§ **Task brief**:
Quote the records below line for line, changing nothing.

--- Begin ---

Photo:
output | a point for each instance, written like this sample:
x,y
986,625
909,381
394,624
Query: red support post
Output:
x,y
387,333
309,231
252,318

--- End ---

§ **Worked answer**:
Photo:
output | a point for each instance, written like this sample:
x,y
986,625
909,381
394,624
Query: red support post
Output:
x,y
387,333
309,231
252,318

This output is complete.